依頼の内容 1 —
鶏むね肉の裏ワザの記事について、次の問いに答えてください。
(a) このコーナーの第2回目のテーマは何ですか。
(b) 関岡弘美さんが取材した相手は、どこの誰ですか。
(c) 実験で鶏むね肉を漬けるのに使うものは何ですか。
依頼の内容 2 —
鶏むね肉の裏ワザの記事に出てくる人名と、組織やサービスの名前をすべて書き出してください。
依頼の内容 3 —
鶏むね肉の裏ワザの記事を、最後の文のあとから引き継いで書き進めてください。

文書の抜粋 —
______________________________
料理の裏ワザには、きちんとした理由があった!その理由を、料理研究家・関岡弘美さんが、クックパッド食みらい研究所 特任研究員・石川伸一先生に徹底取材。裏ワザの科学的根拠を解説します。

料理研究家の関岡弘美です。料理の「裏ワザ」と呼ばれる意外なテクニックが成立する理由を解明するこのコーナー、第2回目のテーマは「鶏むね肉を柔らかくジューシーにする裏ワザ」。今回も、みなさんに代わって裏ワザの裏側にある、科学的な理由を解き明かしていきたいと思います。

つけるだけでジューシーに?鶏肉が大変身!

以前クックパッドニュースで紹介した鶏肉を水に漬けるとジューシーになるという記事でも証明されたように、鶏肉を水に漬け込んでから調理すると、柔らかくジューシーに仕上げることができます。

ところが、水よりも「塩水」につけたほうが、さらにジューシーになるという情報が。そこで、鶏もも肉よりも安くて家計にやさしいのに、パサつきがちな鶏むね肉を使い、水や塩水に漬けた鶏肉にどんな変化が起きるか実験していきたいと思います。
______________________________
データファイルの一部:
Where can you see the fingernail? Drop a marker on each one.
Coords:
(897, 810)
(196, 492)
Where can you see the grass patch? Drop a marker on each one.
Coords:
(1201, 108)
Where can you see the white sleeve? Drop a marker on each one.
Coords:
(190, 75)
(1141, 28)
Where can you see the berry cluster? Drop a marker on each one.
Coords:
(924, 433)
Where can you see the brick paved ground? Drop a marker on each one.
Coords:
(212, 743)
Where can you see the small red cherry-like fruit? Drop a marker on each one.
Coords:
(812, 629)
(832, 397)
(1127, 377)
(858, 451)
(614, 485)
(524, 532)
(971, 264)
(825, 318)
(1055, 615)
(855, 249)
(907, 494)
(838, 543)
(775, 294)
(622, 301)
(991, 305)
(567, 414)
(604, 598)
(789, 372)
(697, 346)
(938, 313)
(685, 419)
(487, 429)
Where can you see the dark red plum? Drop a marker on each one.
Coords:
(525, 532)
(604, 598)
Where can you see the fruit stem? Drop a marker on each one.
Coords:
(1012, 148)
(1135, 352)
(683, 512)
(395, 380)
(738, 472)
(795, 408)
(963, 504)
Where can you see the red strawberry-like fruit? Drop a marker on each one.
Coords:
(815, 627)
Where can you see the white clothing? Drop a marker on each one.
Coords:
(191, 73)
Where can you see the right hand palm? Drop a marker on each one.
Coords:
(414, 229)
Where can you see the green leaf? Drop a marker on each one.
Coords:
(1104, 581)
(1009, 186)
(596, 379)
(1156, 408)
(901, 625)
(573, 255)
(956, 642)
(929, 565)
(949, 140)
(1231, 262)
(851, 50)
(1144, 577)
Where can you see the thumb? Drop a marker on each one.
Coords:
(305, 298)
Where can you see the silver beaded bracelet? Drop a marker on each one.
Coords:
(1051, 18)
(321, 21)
______________________________
回答 1 —
(a) 鶏むね肉を柔らかくジューシーにする裏ワザ
(b) クックパッド食みらい研究所 特任研究員の石川伸一先生
(c) 水と塩水

回答 2 —
関岡弘美
石川伸一
クックパッド食みらい研究所
クックパッドニュース

回答 3 —
まず、鶏むね肉にフォークをさして水分が入りやすいようにします。

1.そのまま
2.水に2時間つけたもの
3.塩水(5%濃度)に2時間つけたもの

上記3種類のパターンを用意。

それぞれをフライパンでソテーして、食感の違いを比較します。見た目にはそれほど差がでませんが、食べてみると差は歴然。塩水につけた鶏肉が最もジューシーで美味しくなりました

1.そのまま
そのまま焼いたものは、むね肉らしい肉の質感をかみしめる味わい

2.水に2時間つけたもの
水に漬けたものは、1に比べてしっとり、パサつきが抑えられています

3.塩水(5%濃度)に2時間つけたもの
水に漬けたものよりも、さらにジューシーさがアップ!しっとり感が全く別ものです

しっとり、柔らかに仕上がるのはなぜ?

今回も、石川先生に鶏むね肉が柔らかくなるメカニズムをうかがいました。

—塩水に漬けると、どうしてこんなにしっとり感が増すのでしょうか?

「まず、ジューシーさの要因は、肉の内部の「保水力」がアップしたことが要因と考えられます。ちなみに、保水力とは水分を内側に蓄えて保つ力のことです」

—ただの水と、塩水では大きな差があるように感じたのですが、理由はどこにあるのでしょうか?

「塩が筋肉線維の構造を破壊して内部に入り込み、肉のタンパク質と作用しあって細胞に水が保持されやすくなります。よって、普通の水よりも塩水に漬けたほうが、保水力が上がります」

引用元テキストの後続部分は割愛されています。